### About this task
The job is to find each line of the records below that includes the word "cloud" and copy it.

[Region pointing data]

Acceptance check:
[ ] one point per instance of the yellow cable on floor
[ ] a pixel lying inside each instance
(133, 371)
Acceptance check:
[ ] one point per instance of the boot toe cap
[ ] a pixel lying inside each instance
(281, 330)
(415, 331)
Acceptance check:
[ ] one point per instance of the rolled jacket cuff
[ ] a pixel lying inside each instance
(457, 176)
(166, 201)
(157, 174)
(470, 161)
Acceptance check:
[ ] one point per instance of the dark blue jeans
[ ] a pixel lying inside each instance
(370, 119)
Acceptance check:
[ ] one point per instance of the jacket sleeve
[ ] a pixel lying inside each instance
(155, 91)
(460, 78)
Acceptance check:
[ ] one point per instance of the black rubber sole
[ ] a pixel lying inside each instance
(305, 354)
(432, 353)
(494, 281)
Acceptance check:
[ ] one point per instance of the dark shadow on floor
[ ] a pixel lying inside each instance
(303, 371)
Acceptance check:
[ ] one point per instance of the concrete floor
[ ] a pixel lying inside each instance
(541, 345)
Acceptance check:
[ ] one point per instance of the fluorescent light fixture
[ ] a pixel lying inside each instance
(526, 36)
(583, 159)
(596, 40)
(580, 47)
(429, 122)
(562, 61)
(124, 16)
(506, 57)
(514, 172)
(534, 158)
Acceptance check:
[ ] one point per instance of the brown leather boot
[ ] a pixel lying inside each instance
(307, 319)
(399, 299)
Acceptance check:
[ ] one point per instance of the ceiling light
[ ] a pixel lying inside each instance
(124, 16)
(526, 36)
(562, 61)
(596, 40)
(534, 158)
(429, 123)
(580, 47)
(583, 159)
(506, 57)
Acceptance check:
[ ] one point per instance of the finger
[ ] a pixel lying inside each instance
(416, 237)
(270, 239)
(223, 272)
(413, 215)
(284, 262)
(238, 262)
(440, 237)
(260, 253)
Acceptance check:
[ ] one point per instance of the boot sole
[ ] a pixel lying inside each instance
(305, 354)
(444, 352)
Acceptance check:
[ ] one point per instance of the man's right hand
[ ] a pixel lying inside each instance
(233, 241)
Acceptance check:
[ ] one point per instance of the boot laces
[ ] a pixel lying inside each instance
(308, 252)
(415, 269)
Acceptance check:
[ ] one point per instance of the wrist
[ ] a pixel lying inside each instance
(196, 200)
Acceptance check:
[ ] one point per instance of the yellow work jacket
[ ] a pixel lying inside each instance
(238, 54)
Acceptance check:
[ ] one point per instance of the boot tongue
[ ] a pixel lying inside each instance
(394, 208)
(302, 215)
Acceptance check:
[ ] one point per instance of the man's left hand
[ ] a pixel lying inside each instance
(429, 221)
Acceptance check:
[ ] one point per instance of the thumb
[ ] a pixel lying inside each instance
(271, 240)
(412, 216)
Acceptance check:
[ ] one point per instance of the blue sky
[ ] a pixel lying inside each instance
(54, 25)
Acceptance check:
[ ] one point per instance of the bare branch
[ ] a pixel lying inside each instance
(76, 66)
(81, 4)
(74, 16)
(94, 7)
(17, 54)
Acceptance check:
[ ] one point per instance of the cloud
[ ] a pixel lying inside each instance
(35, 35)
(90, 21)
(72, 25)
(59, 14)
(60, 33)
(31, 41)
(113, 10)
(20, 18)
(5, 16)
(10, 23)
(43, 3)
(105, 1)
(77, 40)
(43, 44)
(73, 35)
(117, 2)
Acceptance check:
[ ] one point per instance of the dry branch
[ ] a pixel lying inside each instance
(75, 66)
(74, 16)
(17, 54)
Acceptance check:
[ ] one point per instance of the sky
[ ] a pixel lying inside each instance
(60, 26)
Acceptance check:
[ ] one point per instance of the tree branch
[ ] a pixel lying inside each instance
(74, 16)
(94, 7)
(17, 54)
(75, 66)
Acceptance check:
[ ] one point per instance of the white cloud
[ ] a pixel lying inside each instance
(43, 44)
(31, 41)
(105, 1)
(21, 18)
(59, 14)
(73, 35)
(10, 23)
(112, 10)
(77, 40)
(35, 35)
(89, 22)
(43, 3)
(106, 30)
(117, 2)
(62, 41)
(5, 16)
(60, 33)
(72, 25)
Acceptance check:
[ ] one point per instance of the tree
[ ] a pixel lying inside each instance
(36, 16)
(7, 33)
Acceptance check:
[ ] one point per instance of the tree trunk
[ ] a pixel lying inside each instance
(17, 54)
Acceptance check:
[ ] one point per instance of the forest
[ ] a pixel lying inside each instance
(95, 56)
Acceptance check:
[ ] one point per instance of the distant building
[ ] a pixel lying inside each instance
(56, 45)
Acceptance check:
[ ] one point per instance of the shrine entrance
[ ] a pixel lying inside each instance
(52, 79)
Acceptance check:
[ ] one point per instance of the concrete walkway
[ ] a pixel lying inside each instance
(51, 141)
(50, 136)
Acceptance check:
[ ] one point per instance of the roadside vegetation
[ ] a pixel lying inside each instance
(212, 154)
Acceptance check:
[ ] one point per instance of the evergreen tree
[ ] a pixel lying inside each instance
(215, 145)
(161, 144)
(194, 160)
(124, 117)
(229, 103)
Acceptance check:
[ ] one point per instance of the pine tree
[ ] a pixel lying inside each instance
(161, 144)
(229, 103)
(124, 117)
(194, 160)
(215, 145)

### Written reply
[ ] one point per instance of the cloud
[ ] one point per instance of the white cloud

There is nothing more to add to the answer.